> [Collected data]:
──────────

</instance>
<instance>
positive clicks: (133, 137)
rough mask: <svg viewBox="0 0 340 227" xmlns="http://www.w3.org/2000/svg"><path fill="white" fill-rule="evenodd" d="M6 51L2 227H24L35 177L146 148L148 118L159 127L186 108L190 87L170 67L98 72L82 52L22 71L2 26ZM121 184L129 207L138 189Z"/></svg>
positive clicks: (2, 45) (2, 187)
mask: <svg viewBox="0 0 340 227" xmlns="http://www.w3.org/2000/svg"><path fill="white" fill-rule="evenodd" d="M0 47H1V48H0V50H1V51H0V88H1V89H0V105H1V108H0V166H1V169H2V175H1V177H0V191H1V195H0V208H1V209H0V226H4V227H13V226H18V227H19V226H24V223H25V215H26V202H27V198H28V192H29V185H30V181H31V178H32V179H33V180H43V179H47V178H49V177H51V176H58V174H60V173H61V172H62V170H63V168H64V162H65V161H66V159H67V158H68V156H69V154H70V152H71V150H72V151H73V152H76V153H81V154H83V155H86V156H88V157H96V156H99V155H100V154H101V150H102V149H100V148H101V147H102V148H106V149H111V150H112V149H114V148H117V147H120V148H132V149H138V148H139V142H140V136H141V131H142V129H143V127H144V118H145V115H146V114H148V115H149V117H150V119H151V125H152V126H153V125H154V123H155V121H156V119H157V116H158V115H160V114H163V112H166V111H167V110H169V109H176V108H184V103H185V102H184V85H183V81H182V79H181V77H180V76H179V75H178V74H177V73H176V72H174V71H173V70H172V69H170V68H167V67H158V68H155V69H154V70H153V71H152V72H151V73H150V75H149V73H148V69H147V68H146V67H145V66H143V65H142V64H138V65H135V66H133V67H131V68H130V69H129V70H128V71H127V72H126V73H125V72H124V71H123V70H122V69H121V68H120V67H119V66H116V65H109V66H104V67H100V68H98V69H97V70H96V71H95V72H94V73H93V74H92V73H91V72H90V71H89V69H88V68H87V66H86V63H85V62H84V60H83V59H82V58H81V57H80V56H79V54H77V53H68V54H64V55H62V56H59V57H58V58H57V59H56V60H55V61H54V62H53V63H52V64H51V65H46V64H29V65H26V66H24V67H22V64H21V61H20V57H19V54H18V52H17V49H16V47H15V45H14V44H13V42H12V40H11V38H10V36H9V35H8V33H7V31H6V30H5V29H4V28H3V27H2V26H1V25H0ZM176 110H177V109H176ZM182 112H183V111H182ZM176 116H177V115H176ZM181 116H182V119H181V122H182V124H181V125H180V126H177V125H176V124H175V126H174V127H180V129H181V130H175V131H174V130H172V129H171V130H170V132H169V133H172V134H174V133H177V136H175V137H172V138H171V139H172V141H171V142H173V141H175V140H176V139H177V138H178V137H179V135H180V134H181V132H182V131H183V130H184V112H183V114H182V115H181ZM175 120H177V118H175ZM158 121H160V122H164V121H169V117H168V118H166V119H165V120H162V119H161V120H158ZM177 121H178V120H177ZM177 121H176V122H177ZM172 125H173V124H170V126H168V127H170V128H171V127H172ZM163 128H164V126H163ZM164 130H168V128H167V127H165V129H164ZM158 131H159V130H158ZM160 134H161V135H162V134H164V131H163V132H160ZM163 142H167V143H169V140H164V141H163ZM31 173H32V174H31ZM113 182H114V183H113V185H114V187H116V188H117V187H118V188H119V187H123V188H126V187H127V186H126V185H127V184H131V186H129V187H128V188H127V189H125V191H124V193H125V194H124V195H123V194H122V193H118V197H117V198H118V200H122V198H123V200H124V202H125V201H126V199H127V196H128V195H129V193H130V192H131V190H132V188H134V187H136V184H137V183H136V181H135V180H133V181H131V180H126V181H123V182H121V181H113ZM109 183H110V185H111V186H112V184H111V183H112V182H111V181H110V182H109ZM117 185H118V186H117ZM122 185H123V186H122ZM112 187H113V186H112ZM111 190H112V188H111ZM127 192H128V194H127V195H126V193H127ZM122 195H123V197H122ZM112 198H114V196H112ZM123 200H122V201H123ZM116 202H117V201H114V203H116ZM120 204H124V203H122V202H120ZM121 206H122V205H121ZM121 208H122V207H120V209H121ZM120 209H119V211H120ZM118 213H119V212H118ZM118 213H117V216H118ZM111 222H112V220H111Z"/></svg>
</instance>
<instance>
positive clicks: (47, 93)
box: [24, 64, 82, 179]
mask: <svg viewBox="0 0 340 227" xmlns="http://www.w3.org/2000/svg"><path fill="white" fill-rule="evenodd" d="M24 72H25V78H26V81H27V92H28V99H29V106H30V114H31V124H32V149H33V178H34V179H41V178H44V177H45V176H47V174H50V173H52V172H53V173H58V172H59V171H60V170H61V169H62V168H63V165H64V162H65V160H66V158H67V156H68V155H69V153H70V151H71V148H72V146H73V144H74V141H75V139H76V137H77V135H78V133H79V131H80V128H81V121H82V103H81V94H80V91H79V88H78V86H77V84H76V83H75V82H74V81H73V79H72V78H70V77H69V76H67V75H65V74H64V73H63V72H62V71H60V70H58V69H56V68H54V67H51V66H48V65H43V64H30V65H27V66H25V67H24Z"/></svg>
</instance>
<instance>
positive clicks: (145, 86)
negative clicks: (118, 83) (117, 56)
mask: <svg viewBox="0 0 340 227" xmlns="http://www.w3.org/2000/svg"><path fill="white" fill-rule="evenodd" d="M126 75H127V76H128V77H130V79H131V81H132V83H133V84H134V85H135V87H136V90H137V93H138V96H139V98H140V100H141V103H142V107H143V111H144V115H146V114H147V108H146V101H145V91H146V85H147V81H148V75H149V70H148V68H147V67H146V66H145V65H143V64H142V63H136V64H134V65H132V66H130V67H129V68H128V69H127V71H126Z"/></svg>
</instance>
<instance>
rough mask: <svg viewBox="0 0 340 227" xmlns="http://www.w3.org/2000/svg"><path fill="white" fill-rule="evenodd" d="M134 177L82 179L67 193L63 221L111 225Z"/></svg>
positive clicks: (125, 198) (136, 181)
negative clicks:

──────────

> [Your instructions]: The full set of records is to be written out once more, word for word.

> [Task answer]:
</instance>
<instance>
positive clicks: (133, 137)
rough mask: <svg viewBox="0 0 340 227" xmlns="http://www.w3.org/2000/svg"><path fill="white" fill-rule="evenodd" d="M6 51L2 227H24L35 177L146 148L148 118L159 127L186 108L190 87L170 67L98 72L82 52L22 71L2 26ZM121 184L129 207L138 189Z"/></svg>
positive clicks: (2, 45) (2, 187)
mask: <svg viewBox="0 0 340 227" xmlns="http://www.w3.org/2000/svg"><path fill="white" fill-rule="evenodd" d="M0 47H1V48H0V50H1V51H0V88H1V89H0V105H1V108H0V166H1V169H2V175H1V177H0V191H1V195H0V208H1V209H0V226H4V227H13V226H18V227H19V226H24V223H25V215H26V202H27V198H28V192H29V185H30V181H31V178H32V179H33V180H43V179H47V178H49V177H51V176H58V174H60V173H61V172H62V170H63V168H64V162H65V161H66V159H67V158H68V156H69V154H70V152H71V150H72V151H73V152H76V153H81V154H83V155H86V156H88V157H96V156H99V155H100V154H101V150H102V149H100V148H101V147H102V148H106V149H111V150H112V149H114V148H117V147H120V148H132V149H138V148H139V142H140V136H141V131H142V129H143V127H144V118H145V115H146V114H148V115H149V117H150V119H151V125H152V126H153V125H154V123H155V121H156V119H157V116H158V115H160V114H163V112H166V111H167V110H169V109H176V108H184V103H185V102H184V85H183V81H182V79H181V77H180V76H179V75H178V74H177V73H176V72H174V71H173V70H172V69H170V68H167V67H158V68H155V69H154V70H153V71H152V72H151V73H150V75H149V73H148V69H147V68H146V67H145V66H143V65H142V64H138V65H135V66H133V67H131V68H130V69H129V70H128V71H127V72H126V73H125V72H124V71H123V70H122V69H121V68H120V67H119V66H116V65H109V66H104V67H100V68H98V69H97V70H96V71H95V72H94V73H93V74H92V73H91V72H90V71H89V69H88V68H87V66H86V63H85V62H84V60H83V59H82V58H81V57H80V56H79V54H77V53H68V54H64V55H62V56H59V57H58V58H57V59H56V60H55V61H54V62H53V63H52V64H51V65H46V64H29V65H26V66H24V67H22V64H21V61H20V57H19V54H18V52H17V49H16V47H15V45H14V44H13V42H12V40H11V38H10V36H9V35H8V33H7V31H6V30H5V29H4V28H3V27H2V26H1V25H0ZM176 110H177V109H176ZM182 112H183V111H182ZM176 116H177V115H176ZM181 116H182V119H181V122H182V124H181V125H180V126H177V125H176V124H175V126H174V127H180V129H181V130H175V131H174V130H172V129H171V130H170V132H169V133H172V134H174V133H177V136H175V137H172V138H171V139H172V141H171V142H173V141H175V140H176V139H177V138H178V137H179V135H180V134H181V132H182V131H183V130H184V112H183V114H182V115H181ZM175 120H177V118H175ZM158 121H160V122H164V121H169V117H168V118H166V119H165V120H162V119H161V120H158ZM177 121H178V120H177ZM177 121H176V122H177ZM172 125H173V124H170V126H168V127H170V128H171V127H172ZM163 128H164V126H163ZM164 130H168V128H167V127H165V129H164ZM158 131H159V130H158ZM160 134H161V135H162V134H164V131H163V132H160ZM163 142H167V143H169V140H164V141H163ZM31 173H32V174H31ZM113 182H114V183H113V185H114V187H116V188H117V187H118V188H119V187H123V188H126V187H127V186H126V185H127V184H131V186H129V187H128V188H127V189H125V191H124V193H125V194H124V195H123V194H122V193H118V197H117V198H118V200H122V198H123V200H124V202H125V201H126V199H127V196H128V195H129V193H130V192H131V190H132V188H134V187H136V184H137V183H136V181H135V180H133V181H131V180H126V181H123V182H121V181H113ZM109 183H110V185H111V186H112V184H111V183H112V182H111V181H110V182H109ZM117 185H118V186H117ZM122 185H123V186H122ZM112 187H113V186H112ZM111 190H112V188H111ZM127 192H128V194H127V195H126V193H127ZM122 195H123V197H122ZM112 198H114V196H112ZM123 200H122V201H123ZM116 202H117V201H114V203H116ZM120 204H124V203H122V202H120ZM121 206H122V205H121ZM121 208H122V207H120V209H121ZM120 209H119V211H120ZM118 213H119V212H118ZM118 213H117V216H118ZM111 222H112V220H111Z"/></svg>
</instance>
<instance>
positive clicks: (47, 93)
box: [24, 64, 82, 179]
mask: <svg viewBox="0 0 340 227" xmlns="http://www.w3.org/2000/svg"><path fill="white" fill-rule="evenodd" d="M24 72H25V78H26V81H27V92H28V99H29V106H30V114H31V124H32V149H33V178H34V179H41V178H44V177H45V176H47V174H50V173H52V172H53V173H58V172H59V171H60V170H61V169H62V168H63V165H64V162H65V160H66V158H67V156H68V155H69V153H70V151H71V148H72V146H73V144H74V141H75V139H76V137H77V135H78V133H79V131H80V128H81V121H82V103H81V94H80V91H79V88H78V86H77V84H76V83H75V82H74V81H73V79H72V78H70V77H69V76H67V75H65V74H64V73H63V72H62V71H60V70H58V69H56V68H54V67H51V66H48V65H43V64H30V65H27V66H25V67H24Z"/></svg>
</instance>
<instance>
positive clicks: (145, 86)
negative clicks: (118, 83) (117, 56)
mask: <svg viewBox="0 0 340 227" xmlns="http://www.w3.org/2000/svg"><path fill="white" fill-rule="evenodd" d="M126 75H127V76H128V77H130V79H131V81H132V83H133V84H134V85H135V87H136V90H137V93H138V96H139V98H140V100H141V103H142V107H143V111H144V115H146V114H147V108H146V101H145V91H146V85H147V81H148V75H149V70H148V68H147V67H146V66H145V65H143V64H142V63H136V64H134V65H132V66H130V67H129V68H128V69H127V71H126Z"/></svg>
</instance>
<instance>
rough mask: <svg viewBox="0 0 340 227" xmlns="http://www.w3.org/2000/svg"><path fill="white" fill-rule="evenodd" d="M134 177L82 179L67 193L63 221L111 225Z"/></svg>
positive clicks: (125, 198) (136, 181)
negative clicks:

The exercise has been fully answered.